* Begin *

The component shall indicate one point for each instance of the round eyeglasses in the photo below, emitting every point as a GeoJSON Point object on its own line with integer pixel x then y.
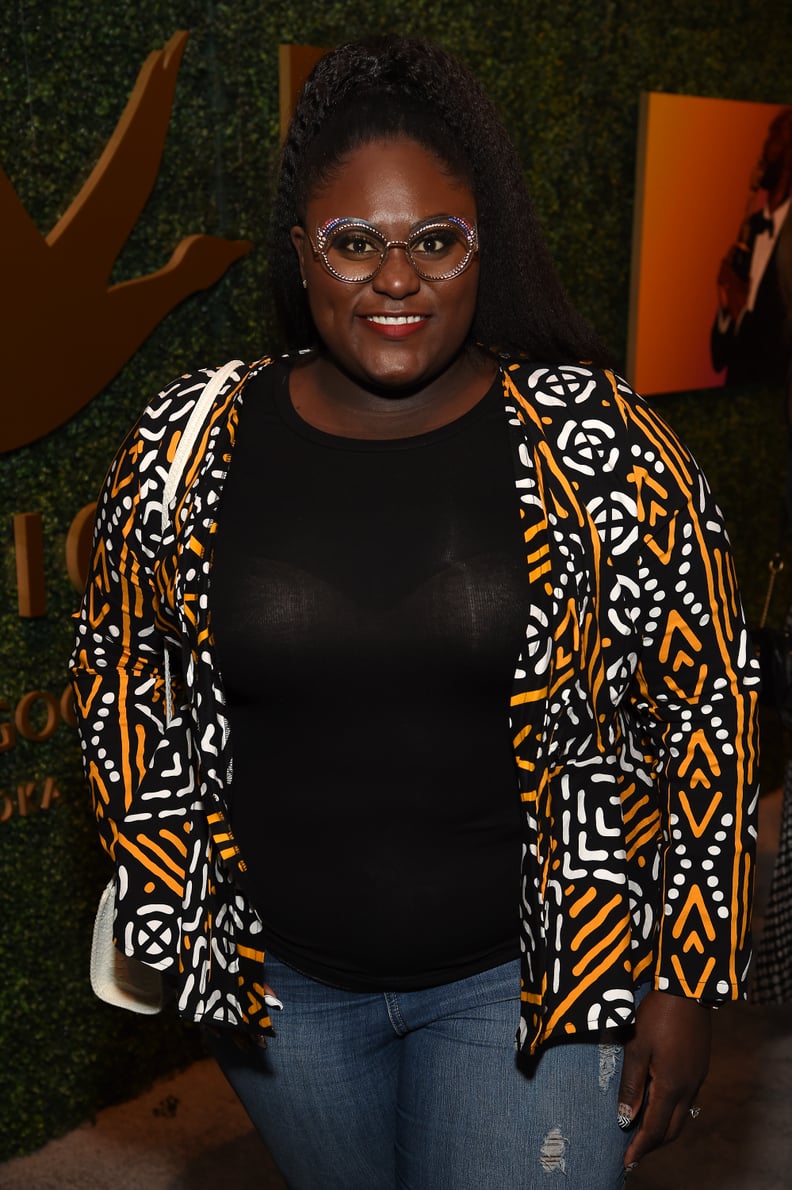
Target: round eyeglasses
{"type": "Point", "coordinates": [354, 250]}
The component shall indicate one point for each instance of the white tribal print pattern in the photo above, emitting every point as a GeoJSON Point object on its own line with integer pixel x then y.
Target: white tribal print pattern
{"type": "Point", "coordinates": [633, 713]}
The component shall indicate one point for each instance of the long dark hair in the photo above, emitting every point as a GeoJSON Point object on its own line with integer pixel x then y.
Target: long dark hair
{"type": "Point", "coordinates": [394, 86]}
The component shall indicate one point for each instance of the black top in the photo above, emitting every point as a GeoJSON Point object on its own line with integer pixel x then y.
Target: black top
{"type": "Point", "coordinates": [368, 602]}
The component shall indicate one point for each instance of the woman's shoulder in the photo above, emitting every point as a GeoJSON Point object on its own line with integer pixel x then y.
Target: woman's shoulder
{"type": "Point", "coordinates": [608, 439]}
{"type": "Point", "coordinates": [177, 399]}
{"type": "Point", "coordinates": [582, 402]}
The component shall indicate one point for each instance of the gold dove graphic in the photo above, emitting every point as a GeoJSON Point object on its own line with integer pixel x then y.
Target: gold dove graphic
{"type": "Point", "coordinates": [56, 287]}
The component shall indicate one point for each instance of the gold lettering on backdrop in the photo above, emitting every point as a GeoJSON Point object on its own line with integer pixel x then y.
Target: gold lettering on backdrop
{"type": "Point", "coordinates": [27, 799]}
{"type": "Point", "coordinates": [29, 547]}
{"type": "Point", "coordinates": [77, 547]}
{"type": "Point", "coordinates": [36, 718]}
{"type": "Point", "coordinates": [60, 282]}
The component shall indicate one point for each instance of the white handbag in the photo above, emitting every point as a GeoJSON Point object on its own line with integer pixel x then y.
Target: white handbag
{"type": "Point", "coordinates": [115, 977]}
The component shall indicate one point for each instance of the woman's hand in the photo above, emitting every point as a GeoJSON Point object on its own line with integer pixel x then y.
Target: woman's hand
{"type": "Point", "coordinates": [665, 1063]}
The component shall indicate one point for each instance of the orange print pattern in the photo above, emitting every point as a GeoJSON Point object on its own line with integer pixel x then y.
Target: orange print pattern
{"type": "Point", "coordinates": [633, 713]}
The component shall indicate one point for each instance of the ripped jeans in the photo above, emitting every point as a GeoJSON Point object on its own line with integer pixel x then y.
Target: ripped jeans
{"type": "Point", "coordinates": [420, 1090]}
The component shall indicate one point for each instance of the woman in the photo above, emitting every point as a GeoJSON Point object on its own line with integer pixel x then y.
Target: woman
{"type": "Point", "coordinates": [465, 738]}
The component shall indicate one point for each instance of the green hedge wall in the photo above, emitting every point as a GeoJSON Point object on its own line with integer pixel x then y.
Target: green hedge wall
{"type": "Point", "coordinates": [566, 77]}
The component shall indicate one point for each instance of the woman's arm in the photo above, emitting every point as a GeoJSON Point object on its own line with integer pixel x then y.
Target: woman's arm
{"type": "Point", "coordinates": [696, 700]}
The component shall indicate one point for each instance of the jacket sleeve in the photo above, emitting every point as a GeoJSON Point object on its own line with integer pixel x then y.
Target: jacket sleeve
{"type": "Point", "coordinates": [696, 696]}
{"type": "Point", "coordinates": [117, 664]}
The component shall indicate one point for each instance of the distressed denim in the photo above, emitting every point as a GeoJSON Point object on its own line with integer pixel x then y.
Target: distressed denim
{"type": "Point", "coordinates": [420, 1090]}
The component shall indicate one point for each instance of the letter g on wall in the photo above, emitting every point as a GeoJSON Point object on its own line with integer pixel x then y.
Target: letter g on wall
{"type": "Point", "coordinates": [56, 288]}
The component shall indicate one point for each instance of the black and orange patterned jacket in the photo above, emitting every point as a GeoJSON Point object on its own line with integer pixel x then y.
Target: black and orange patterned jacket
{"type": "Point", "coordinates": [633, 713]}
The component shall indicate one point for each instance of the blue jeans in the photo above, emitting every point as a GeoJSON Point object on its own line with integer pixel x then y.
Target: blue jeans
{"type": "Point", "coordinates": [420, 1090]}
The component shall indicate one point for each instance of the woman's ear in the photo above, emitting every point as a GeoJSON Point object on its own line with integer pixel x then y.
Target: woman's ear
{"type": "Point", "coordinates": [300, 239]}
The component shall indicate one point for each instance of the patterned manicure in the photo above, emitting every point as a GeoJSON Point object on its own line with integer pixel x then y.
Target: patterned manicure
{"type": "Point", "coordinates": [624, 1118]}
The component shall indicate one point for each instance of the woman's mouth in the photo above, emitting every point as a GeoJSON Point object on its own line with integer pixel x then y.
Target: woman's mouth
{"type": "Point", "coordinates": [395, 326]}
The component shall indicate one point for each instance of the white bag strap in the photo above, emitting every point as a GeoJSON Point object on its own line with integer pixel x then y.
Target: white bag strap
{"type": "Point", "coordinates": [192, 430]}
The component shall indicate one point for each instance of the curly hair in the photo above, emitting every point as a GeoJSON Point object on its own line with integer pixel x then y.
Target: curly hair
{"type": "Point", "coordinates": [393, 86]}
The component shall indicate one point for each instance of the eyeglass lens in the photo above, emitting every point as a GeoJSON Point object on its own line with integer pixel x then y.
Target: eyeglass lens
{"type": "Point", "coordinates": [354, 251]}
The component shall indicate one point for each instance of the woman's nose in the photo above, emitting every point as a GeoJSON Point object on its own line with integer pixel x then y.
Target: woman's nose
{"type": "Point", "coordinates": [396, 275]}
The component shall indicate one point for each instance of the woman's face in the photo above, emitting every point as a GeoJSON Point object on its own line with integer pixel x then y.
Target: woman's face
{"type": "Point", "coordinates": [395, 331]}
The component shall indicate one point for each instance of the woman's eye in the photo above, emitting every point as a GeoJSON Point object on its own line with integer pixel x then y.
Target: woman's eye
{"type": "Point", "coordinates": [434, 243]}
{"type": "Point", "coordinates": [356, 244]}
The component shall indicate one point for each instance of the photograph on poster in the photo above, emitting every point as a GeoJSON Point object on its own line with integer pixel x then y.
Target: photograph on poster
{"type": "Point", "coordinates": [711, 273]}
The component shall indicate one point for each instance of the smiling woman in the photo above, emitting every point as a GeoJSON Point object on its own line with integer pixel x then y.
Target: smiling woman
{"type": "Point", "coordinates": [464, 741]}
{"type": "Point", "coordinates": [396, 357]}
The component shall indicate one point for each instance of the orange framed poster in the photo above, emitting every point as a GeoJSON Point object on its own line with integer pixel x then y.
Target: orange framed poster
{"type": "Point", "coordinates": [698, 168]}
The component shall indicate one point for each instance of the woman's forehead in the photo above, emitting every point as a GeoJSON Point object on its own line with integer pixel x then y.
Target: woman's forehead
{"type": "Point", "coordinates": [391, 180]}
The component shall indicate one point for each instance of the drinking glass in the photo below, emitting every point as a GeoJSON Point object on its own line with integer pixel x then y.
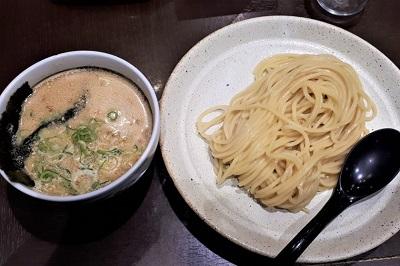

* End *

THE EXERCISE
Give every row again with "component" changed to "labeler" and everything else kept the same. Leave the pictures out.

RESPONSE BELOW
The labeler shall indicate one point for each instance of the round eyeglasses in the photo below, emitting every point as a GeoJSON Point object on its own line with integer pixel x then y.
Target: round eyeglasses
{"type": "Point", "coordinates": [354, 250]}
The labeler shall indicate one point for each instance of the white tribal print pattern in the photo above, emitting every point as a GeoJSON Point object on its own line with integer pixel x then y.
Target: white tribal print pattern
{"type": "Point", "coordinates": [633, 713]}
The labeler shall indicate one point for each instance of the long dark hair in the photo above, emitting every point as a GeoJSON Point object on its own line with integer pixel x then y.
Target: long dark hair
{"type": "Point", "coordinates": [394, 86]}
The labeler shall indicate one point for each instance of the black top in the photo above, emitting every point as a GeoJSON Point object on its own line with integer pixel x then y.
Target: black top
{"type": "Point", "coordinates": [368, 602]}
The labeler shall indicate one point for each instance of the woman's shoulder in the photo above, emitting every point as a GeoJSON Point object on its own line with integer pixel x then y.
Target: woman's shoulder
{"type": "Point", "coordinates": [608, 439]}
{"type": "Point", "coordinates": [177, 399]}
{"type": "Point", "coordinates": [582, 402]}
The labeler shall indicate one point for each instance of the gold dove graphic in the photo above, emitting every point as a GeoJSON Point object on its own line with integer pixel x then y.
Target: gold dove graphic
{"type": "Point", "coordinates": [56, 287]}
The labeler shall indicate one point for each instance of the gold lettering on backdrop in the photo above, emitting every point as a GeoJSON Point object on its own line with integer pixel x then y.
Target: gold lettering on backdrop
{"type": "Point", "coordinates": [27, 799]}
{"type": "Point", "coordinates": [29, 547]}
{"type": "Point", "coordinates": [77, 547]}
{"type": "Point", "coordinates": [36, 718]}
{"type": "Point", "coordinates": [60, 282]}
The labeler shall indicate one point for each instance of the white handbag in the photo above, emitting every point as a GeoJSON Point object on its own line with integer pixel x then y.
Target: white handbag
{"type": "Point", "coordinates": [115, 977]}
The labeler shall indicate one point for each instance of the woman's hand in the photo above, emitting every point as a GeoJSON Point object on its own line with integer pixel x then y.
Target: woman's hand
{"type": "Point", "coordinates": [665, 1063]}
The labeler shall indicate one point for each instance of the orange print pattern in the photo above, emitting every point as a GeoJSON Point object on its own line with integer pixel x then y.
Target: orange print pattern
{"type": "Point", "coordinates": [633, 713]}
The labeler shall indicate one point for each instance of the ripped jeans in the photo above, emitting every point as a GeoJSON Point object on its own line with integer pixel x then y.
Target: ripped jeans
{"type": "Point", "coordinates": [420, 1090]}
The labeler shall indicate one point for each instance of the woman in the photo above, emitting every point as a GeoJSON Point object on its own line with integer pixel x then y.
Target: woman
{"type": "Point", "coordinates": [465, 738]}
The labeler shall indicate one point for each instance of the green hedge wall in the photo above, emitting every point as a GeoJSON Point object on its own line with integer pixel x then y.
Target: green hedge wall
{"type": "Point", "coordinates": [566, 77]}
The labeler shall indicate one point for each instance of the woman's arm in the photo above, emitting every point as a GeoJSON Point object on its own line with integer pixel x then y.
Target: woman's arm
{"type": "Point", "coordinates": [696, 700]}
The labeler shall indicate one point for each instance of the jacket sleeve in the photo above, emitting every point as a GeoJSON Point object on its own line with integer pixel x then y.
Target: jacket sleeve
{"type": "Point", "coordinates": [696, 696]}
{"type": "Point", "coordinates": [117, 664]}
The labeler shall indicate one point for each instance of the distressed denim in the photo above, emitting every point as a GeoJSON Point object on its own line with integer pixel x then y.
Target: distressed denim
{"type": "Point", "coordinates": [420, 1090]}
The labeler shall indicate one point for each instance of the letter g on wall in the photo above, emitting every point as a GeoJSON Point object on its own line with integer pixel x then y.
Target: letter g on wall
{"type": "Point", "coordinates": [56, 288]}
The labeler shall indicate one point for each instance of the black and orange patterned jacket in the photo above, emitting every point as a GeoJSON Point object on its own line with integer pixel x then y.
Target: black and orange patterned jacket
{"type": "Point", "coordinates": [633, 713]}
The labeler shall indicate one point for each instance of the blue jeans in the photo above, emitting every point as a GeoJSON Point object on its own line with integer pixel x then y.
Target: blue jeans
{"type": "Point", "coordinates": [420, 1090]}
The labeler shall indicate one point for each instance of the woman's ear in the photo above, emitting every point as a GeoJSON Point object on its own line with integer pixel x then y.
Target: woman's ear
{"type": "Point", "coordinates": [300, 239]}
The labeler shall indicate one point for each instance of the patterned manicure in the photo above, emitting every point as a GeoJSON Point object on its own line with integer pixel x then y.
Target: patterned manicure
{"type": "Point", "coordinates": [624, 1118]}
The labeler shall indicate one point for each instance of the woman's mouth in the photo above, emitting every point as a GeoJSON Point object on its own line with integer pixel x then y.
Target: woman's mouth
{"type": "Point", "coordinates": [395, 326]}
The labeler shall indicate one point for each instance of the white bag strap in the photo above, emitting every point as a GeoJSON Point object on its own line with integer pixel x then y.
Target: white bag strap
{"type": "Point", "coordinates": [192, 430]}
The labeler shall indicate one point for each instance of the curly hair in the photo above, emitting every point as a GeoJSON Point object on its own line with integer pixel x then y.
Target: curly hair
{"type": "Point", "coordinates": [393, 86]}
The labeler shall indicate one point for each instance of the eyeglass lens in the photo above, emitting every point as a GeoJSON Point object on its own line with integer pixel x then y.
Target: eyeglass lens
{"type": "Point", "coordinates": [354, 251]}
The labeler shall indicate one point for each instance of the woman's nose in the photo above, emitting every point as a GeoJSON Point object on its own line with integer pixel x then y.
Target: woman's nose
{"type": "Point", "coordinates": [396, 275]}
The labeler shall indicate one point for each instance of the woman's face in the photo above, emitting every point as a GeoJSON Point object on its own line with integer pixel x then y.
Target: woman's face
{"type": "Point", "coordinates": [395, 331]}
The labeler shall indicate one point for each instance of the woman's eye in the photo above, emitting every point as a GeoJSON Point object on its own line with integer pixel x then y.
Target: woman's eye
{"type": "Point", "coordinates": [434, 243]}
{"type": "Point", "coordinates": [356, 244]}
The labeler shall indicate one point for each instance of the photograph on poster in the photo above, emitting every point as a GeoJSON Point object on its own line with integer pixel x then y.
Target: photograph on poster
{"type": "Point", "coordinates": [711, 273]}
The labeler shall indicate one point for each instance of the smiling woman in the photo above, emitting every point as a GeoJSON Point object on its own line with integer pixel x then y.
Target: smiling woman
{"type": "Point", "coordinates": [464, 741]}
{"type": "Point", "coordinates": [396, 357]}
The labeler shall indicate one point for each instance of the orange framed poster in the photo above, emitting every point as a GeoJSON Point object on its own line with integer pixel x then y.
Target: orange framed poster
{"type": "Point", "coordinates": [698, 168]}
The labeler shall indicate one point for each instance of the woman's forehead in the photo above, emitting every point as a GeoJSON Point object on its own line with integer pixel x then y.
Target: woman's forehead
{"type": "Point", "coordinates": [391, 180]}
The labeler shall indicate one point for each instance of the drinking glass in the photo below, emitting every point as a GeoJSON Point object on its own line with integer pixel x then y.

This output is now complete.